China passed the Patent Law of the PRC (中华人民共和国专利法) to encourage invention-creation and to promote the development of science and technology. The subsequent Implementing Regulations of the Patent Law of the PRC added clarification.
Apart from major legislation on trademarks, copyright and patents, a few other laws and regulations have been passed to deal with intellectual property related issues. In 1986, the General Principles of Civil Law was adopted to protect the lawful civil rights and interests of citizens and legal persons, and to correctly regulate civil relations. Articles 94-97 of the General Principles of Civil Law deal with intellectual property rights of Chinese citizens and legal persons.
In the 1990s, many more pieces of legislation were passed to perfect the intellectual property protection system. These include the Regulations on Customs Protection of Intellectual Property Rights (1995) and the Law Against Unfair Competition of the PRC (1993). The latter prohibited the passing off of registered trademarks, infringing trade secrets, the illegal use of well-known goods or names of other people, as well as other misleading and deceptive conduct. The Advertising Law of the PRC was passed in 1994 to prohibit the unfair, misleading and deceptive conduct involving patent advertising or other advertising activities in general.
To enforce IPR protection, an administrative system has been established within the government. After the reshuffle of the State Council in March 1998, the Patent Office became part of the State Intellectual Property Office. The Trademarks Office is still under the authority of the State Administration for Industry and Commerce. The Copyright Office falls within the State Administration for Press and Publication. A similar system exists at various levels of local government. Commonly, enforcement of IPRs will be carried out by local IPRs personnel, assisted by police from the local Public Security Bureau.
Creation of Specialized Intellectual Property Courts and Tribunals
In recent years, China has begun to establish specialized intellectual property courts to more effectively resolve disputes. These courts have many similarities to specialized IP courts in other parts of the world, such as the Intellectual Property High Court in Japan, in that they focus on developing expertise within a highly technical field of law. In August 2014, the National People's Congress promulgated a decision to pilot 3 specialized intellectual property courts in Beijing, Shanghai, and Guangzhou. Then, in October 2014 the Supreme People's Court provided additional regulatory guidance on specialized intellectual property court jurisdiction. The specialized IP courts sit at the intermediate court level and have first instance jurisdiction over all technically complex civil and administrative IP cases (including patents, new plant varieties, integrated circuit layout designs, trade secrets, and computer software). They also have first instance jurisdiction over well-known trademarks and deal with all other IP cases upon appeal from the basic people’s courts in their province.86 In terms of administrative law, the Beijing Intellectual Property Court also has special, first-instance jurisdiction over administrative appeals brought against decisions issued by administrative IP adjudication bodies. Since 2017, the system has expanded to include 20 specialized IP tribunals across the country. Although these tribunals are administratively a part of the intermediate people’s court in their city, they have cross-regional and exclusive subject matter jurisdiction over IP cases—similar to the IP courts established in 2014.

### [DATASET CONTENT]
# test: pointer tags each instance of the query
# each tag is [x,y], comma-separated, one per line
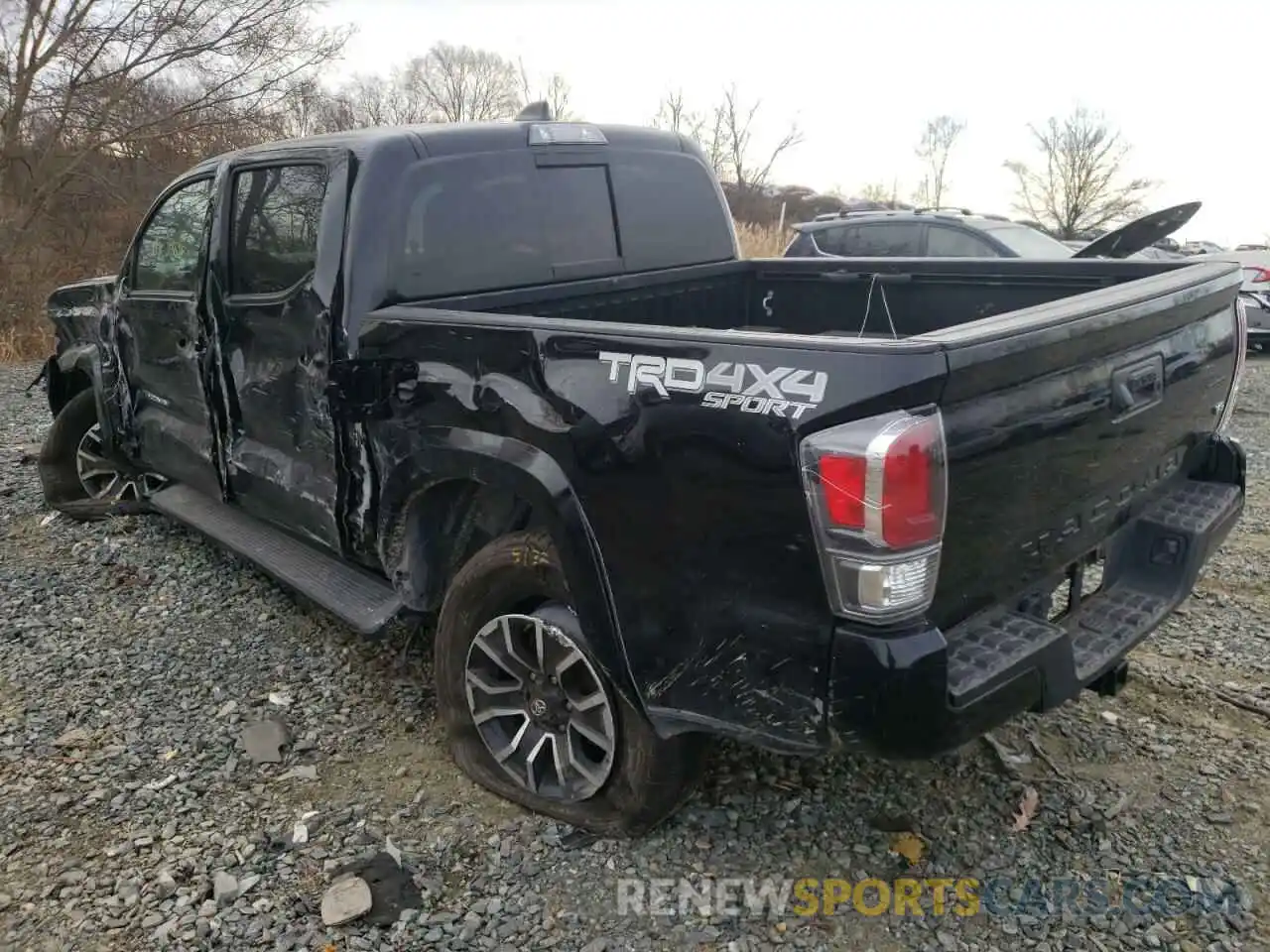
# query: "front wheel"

### [PROBLEM STATEMENT]
Answer these questions from the text on intellectual property law in China:
(a) In what year was the Law Against Unfair Competition of the PRC passed?
(b) After the reshuffle of the State Council in March 1998, which office did the Patent Office become part of?
(c) In which three cities did the 2014 decision pilot specialized intellectual property courts?
The lines above are separate material and have no connection to the text on intellectual property law in China.

### [THE OUTPUT]
(a) 1993
(b) The State Intellectual Property Office
(c) Beijing, Shanghai, and Guangzhou